What is asked » Could you copy out everything from the line that contains "For this dataset, tag each instance of the license" down to the line that contains "[[691, 368]]", both of those lines included, keeping the items unchanged but raising every coordinate in the answers by 100?

** start **

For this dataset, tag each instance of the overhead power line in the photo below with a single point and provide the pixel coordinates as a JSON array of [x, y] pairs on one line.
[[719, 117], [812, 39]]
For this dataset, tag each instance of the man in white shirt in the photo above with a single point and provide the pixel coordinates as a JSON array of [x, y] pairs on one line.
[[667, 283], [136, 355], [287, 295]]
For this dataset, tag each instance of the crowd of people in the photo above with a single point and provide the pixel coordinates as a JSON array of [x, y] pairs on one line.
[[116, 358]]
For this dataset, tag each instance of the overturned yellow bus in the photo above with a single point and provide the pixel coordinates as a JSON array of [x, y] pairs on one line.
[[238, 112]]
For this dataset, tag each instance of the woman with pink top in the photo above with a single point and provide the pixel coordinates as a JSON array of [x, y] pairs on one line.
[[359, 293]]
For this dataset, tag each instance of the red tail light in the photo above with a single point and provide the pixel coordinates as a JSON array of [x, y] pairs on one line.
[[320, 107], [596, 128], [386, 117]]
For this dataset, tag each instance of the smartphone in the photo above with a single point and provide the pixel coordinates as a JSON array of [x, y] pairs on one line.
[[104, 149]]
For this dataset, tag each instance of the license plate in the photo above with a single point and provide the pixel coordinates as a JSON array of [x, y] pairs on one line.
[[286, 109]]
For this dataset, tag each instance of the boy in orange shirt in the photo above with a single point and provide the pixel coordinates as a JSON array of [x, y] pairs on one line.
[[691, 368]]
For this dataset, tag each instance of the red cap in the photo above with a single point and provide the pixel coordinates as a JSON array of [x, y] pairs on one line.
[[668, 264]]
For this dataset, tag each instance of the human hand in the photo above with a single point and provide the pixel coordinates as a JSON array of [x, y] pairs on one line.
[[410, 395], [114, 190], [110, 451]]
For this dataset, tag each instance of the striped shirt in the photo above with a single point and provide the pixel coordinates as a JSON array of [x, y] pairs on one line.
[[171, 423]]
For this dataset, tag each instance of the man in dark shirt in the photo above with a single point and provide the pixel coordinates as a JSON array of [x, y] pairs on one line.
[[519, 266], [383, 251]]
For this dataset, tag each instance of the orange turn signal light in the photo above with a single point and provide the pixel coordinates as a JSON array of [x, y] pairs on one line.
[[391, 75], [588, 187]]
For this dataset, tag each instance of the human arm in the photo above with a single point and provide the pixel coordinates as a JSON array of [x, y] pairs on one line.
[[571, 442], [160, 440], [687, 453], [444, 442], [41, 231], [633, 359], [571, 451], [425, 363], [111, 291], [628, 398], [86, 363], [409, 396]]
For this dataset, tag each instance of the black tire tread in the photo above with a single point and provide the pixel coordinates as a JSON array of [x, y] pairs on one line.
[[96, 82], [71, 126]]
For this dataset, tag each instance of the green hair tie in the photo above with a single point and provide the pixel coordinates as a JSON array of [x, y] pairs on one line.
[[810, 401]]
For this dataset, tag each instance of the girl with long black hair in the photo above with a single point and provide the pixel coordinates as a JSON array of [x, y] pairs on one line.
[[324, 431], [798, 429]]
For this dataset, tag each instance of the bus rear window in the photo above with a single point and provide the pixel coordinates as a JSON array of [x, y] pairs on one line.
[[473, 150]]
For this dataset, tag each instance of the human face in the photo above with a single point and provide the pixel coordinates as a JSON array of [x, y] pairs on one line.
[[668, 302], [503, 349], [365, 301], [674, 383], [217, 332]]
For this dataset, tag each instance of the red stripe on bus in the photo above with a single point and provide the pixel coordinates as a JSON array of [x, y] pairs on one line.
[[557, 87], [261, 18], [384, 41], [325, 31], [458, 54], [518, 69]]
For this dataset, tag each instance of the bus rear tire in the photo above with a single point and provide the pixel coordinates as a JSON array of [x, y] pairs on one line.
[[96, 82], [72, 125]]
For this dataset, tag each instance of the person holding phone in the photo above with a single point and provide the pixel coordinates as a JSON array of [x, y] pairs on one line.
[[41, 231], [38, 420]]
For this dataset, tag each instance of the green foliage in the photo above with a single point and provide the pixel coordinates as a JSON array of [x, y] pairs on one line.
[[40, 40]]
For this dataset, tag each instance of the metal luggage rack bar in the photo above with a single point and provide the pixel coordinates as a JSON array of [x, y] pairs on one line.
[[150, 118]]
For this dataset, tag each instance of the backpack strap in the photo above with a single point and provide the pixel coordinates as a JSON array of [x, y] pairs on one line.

** end **

The answer »
For this dataset, tag each instance of the license plate in the photo above with a single point and provide the pixel coordinates as a JSON array of [x, y] pairs on one line.
[[386, 209]]
For this dataset, tag each instance of the boy in orange shirt in the photo above with a single point and provide the pixel coordinates as a JSON array of [x, y] pairs on one line.
[[791, 468]]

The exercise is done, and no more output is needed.